● Arbeitsanweisung: Welche Zeilen der Einträge unten enthalten das Wort „every“? Liste jede davon vollständig auf.

◇ ◇ ◇ ◇ ◇

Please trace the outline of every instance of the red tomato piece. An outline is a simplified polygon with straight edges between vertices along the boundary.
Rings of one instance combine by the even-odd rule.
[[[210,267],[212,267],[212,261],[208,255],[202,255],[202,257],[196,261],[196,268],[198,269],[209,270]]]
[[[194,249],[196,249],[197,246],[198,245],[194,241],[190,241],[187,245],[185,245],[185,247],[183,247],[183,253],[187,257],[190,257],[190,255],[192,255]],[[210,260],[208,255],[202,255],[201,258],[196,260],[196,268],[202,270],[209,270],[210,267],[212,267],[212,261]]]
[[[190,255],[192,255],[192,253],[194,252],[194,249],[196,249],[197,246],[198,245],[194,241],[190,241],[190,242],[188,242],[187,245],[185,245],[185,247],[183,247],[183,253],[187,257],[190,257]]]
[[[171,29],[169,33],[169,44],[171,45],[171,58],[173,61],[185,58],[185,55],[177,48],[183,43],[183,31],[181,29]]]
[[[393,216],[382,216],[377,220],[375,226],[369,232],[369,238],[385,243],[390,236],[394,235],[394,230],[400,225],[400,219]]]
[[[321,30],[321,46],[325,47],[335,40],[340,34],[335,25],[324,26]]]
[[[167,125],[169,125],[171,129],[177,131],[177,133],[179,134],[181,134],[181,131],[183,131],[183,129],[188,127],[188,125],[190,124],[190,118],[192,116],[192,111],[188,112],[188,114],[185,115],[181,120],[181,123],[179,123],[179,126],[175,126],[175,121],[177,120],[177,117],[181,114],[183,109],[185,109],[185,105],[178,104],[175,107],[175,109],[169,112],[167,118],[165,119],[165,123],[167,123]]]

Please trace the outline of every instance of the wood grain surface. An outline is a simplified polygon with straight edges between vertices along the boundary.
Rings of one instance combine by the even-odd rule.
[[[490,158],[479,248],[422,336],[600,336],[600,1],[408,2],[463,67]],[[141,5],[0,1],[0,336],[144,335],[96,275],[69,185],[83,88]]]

◇ ◇ ◇ ◇ ◇

● Ergebnis:
Please trace the outline of every instance of the red tomato piece. An outline is a simplified polygon with straight edges between vertices along the boundary.
Please trace the outline of every instance of the wood grain surface. An outline is a simplified polygon with straight edges between vertices along the boundary.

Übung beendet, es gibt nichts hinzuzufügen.